TASK ITEM: Write each entry down again precisely, skipping nothing.

STUDY MATERIAL:
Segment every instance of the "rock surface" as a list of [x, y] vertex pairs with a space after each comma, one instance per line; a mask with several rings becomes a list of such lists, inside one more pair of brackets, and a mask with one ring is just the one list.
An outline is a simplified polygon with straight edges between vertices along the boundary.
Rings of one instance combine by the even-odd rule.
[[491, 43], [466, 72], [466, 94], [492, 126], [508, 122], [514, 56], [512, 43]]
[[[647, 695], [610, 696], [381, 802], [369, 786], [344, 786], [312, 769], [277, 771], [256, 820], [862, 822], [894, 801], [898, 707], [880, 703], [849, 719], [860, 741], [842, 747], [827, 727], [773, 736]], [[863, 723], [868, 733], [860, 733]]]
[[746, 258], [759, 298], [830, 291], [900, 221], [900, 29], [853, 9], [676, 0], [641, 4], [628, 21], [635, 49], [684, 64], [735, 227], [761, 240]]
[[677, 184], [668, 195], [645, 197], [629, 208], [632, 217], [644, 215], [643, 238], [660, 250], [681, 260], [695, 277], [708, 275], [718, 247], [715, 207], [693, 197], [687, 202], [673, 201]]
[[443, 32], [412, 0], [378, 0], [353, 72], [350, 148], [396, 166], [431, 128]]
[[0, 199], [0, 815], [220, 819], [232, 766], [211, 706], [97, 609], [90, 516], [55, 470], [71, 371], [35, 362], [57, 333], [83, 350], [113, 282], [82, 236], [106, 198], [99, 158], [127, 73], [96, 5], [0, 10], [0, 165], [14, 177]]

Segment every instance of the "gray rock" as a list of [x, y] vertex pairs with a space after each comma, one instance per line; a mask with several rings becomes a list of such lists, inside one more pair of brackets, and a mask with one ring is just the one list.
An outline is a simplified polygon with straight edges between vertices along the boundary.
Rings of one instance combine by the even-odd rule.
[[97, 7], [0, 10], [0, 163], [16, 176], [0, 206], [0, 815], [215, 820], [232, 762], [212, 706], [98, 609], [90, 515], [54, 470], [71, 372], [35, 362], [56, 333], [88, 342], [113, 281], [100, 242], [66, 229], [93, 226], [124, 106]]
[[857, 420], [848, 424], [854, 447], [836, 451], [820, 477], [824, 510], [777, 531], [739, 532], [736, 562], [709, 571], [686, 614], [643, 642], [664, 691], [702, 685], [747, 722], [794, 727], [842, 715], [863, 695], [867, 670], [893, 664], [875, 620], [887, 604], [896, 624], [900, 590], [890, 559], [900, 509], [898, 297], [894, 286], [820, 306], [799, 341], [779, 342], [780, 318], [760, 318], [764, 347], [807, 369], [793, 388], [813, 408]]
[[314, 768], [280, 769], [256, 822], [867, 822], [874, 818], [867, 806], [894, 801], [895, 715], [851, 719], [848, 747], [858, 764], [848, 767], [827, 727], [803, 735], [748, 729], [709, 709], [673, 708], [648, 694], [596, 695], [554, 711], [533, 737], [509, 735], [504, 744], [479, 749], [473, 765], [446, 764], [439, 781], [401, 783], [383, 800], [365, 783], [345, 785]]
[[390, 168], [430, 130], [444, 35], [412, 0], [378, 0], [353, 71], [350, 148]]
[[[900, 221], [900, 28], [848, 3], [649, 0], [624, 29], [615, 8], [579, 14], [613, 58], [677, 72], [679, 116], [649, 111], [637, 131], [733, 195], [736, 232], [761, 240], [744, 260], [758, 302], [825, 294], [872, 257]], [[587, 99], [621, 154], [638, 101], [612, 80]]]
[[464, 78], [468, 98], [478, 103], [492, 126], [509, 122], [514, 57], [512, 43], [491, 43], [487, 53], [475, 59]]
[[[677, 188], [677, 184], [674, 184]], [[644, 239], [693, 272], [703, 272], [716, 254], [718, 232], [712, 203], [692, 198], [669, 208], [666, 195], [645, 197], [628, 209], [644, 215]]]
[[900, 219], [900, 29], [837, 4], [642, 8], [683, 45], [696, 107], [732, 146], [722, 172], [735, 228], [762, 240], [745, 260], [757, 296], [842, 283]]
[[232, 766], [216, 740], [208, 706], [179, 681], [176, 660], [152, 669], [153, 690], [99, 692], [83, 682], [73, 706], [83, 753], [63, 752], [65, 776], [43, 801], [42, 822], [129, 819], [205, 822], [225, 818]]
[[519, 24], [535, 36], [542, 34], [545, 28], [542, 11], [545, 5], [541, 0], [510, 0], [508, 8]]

TASK ANSWER:
Segment every instance of the "rock surface" as a list of [x, y] vertex pairs with a space after each comma, one instance per line; a mask with several rings becomes a list of such lists, inside one more pair of brackets, and a mask with one ring is just the one list.
An outline is a simplified polygon with straight edges between vertices along the boundary.
Rings of one instance combine by the even-odd rule.
[[491, 43], [466, 72], [466, 94], [492, 126], [508, 122], [514, 56], [512, 43]]
[[[647, 695], [610, 696], [381, 802], [369, 786], [344, 786], [312, 769], [277, 771], [256, 820], [862, 822], [894, 801], [898, 707], [880, 703], [849, 719], [860, 741], [842, 747], [827, 727], [773, 736]], [[863, 723], [868, 733], [860, 733]]]
[[746, 258], [759, 298], [830, 291], [900, 221], [900, 29], [853, 9], [676, 0], [641, 4], [628, 21], [635, 49], [684, 64], [735, 227], [761, 240]]
[[677, 184], [668, 195], [645, 197], [629, 208], [632, 217], [644, 215], [643, 238], [660, 250], [681, 260], [695, 277], [708, 275], [718, 247], [715, 207], [693, 197], [687, 202], [673, 201]]
[[443, 32], [412, 0], [378, 0], [353, 72], [350, 148], [396, 166], [431, 128]]
[[0, 199], [0, 815], [220, 819], [232, 766], [211, 706], [97, 609], [90, 516], [55, 470], [71, 371], [35, 362], [57, 333], [83, 350], [113, 282], [82, 236], [106, 198], [99, 158], [127, 73], [96, 5], [0, 10], [0, 165], [14, 177]]

Segment every instance of the "gray rock" as a list of [x, y] vertex pairs with a space after each comma, one instance per line; a mask with several rings becomes a list of such lists, inside one more pair of brackets, and a mask with one ring is just the one list.
An outline is a simplified polygon with straight edges between vertices along the boundary.
Rings of one instance combine by the even-odd rule.
[[97, 7], [0, 10], [0, 163], [16, 176], [0, 206], [0, 815], [215, 820], [232, 762], [212, 706], [98, 609], [90, 515], [54, 470], [71, 372], [35, 362], [56, 333], [88, 342], [113, 281], [100, 242], [66, 229], [93, 226], [124, 106]]
[[857, 420], [848, 424], [854, 447], [836, 451], [820, 477], [824, 510], [777, 531], [739, 532], [736, 562], [709, 571], [686, 614], [643, 642], [664, 691], [702, 685], [747, 722], [794, 727], [842, 715], [863, 695], [867, 670], [893, 664], [875, 620], [887, 604], [896, 624], [900, 590], [890, 559], [900, 509], [898, 297], [894, 286], [820, 306], [799, 341], [779, 342], [780, 318], [760, 318], [764, 347], [807, 369], [793, 388], [813, 408]]
[[314, 768], [280, 769], [256, 822], [867, 822], [874, 818], [867, 806], [894, 801], [895, 715], [851, 719], [848, 747], [858, 764], [848, 767], [827, 727], [803, 735], [748, 729], [709, 709], [673, 708], [648, 694], [596, 695], [554, 711], [533, 737], [509, 735], [504, 744], [479, 749], [473, 765], [446, 764], [439, 781], [401, 783], [383, 800], [365, 783], [345, 785]]
[[390, 168], [430, 130], [444, 35], [412, 0], [378, 0], [353, 71], [350, 148]]
[[[900, 221], [900, 28], [848, 3], [649, 0], [624, 29], [615, 8], [579, 14], [613, 58], [677, 72], [679, 116], [649, 111], [637, 131], [733, 195], [736, 232], [761, 240], [744, 260], [758, 302], [825, 294], [872, 257]], [[587, 99], [621, 154], [638, 101], [612, 80]]]
[[464, 78], [468, 98], [478, 103], [492, 126], [509, 122], [514, 57], [512, 43], [491, 43], [487, 53], [475, 59]]
[[[677, 188], [677, 184], [674, 184]], [[644, 239], [693, 272], [703, 272], [716, 254], [718, 232], [712, 203], [692, 198], [669, 208], [666, 195], [645, 197], [628, 209], [644, 215]]]
[[900, 219], [900, 29], [837, 4], [642, 8], [683, 45], [696, 107], [732, 146], [722, 172], [735, 228], [762, 240], [745, 260], [757, 296], [842, 283]]
[[232, 766], [216, 740], [208, 706], [179, 681], [176, 660], [152, 669], [153, 690], [99, 692], [83, 682], [73, 706], [83, 753], [63, 752], [65, 776], [43, 801], [42, 822], [129, 819], [205, 822], [225, 818]]
[[519, 24], [535, 36], [542, 34], [545, 28], [542, 11], [545, 5], [541, 0], [510, 0], [508, 8]]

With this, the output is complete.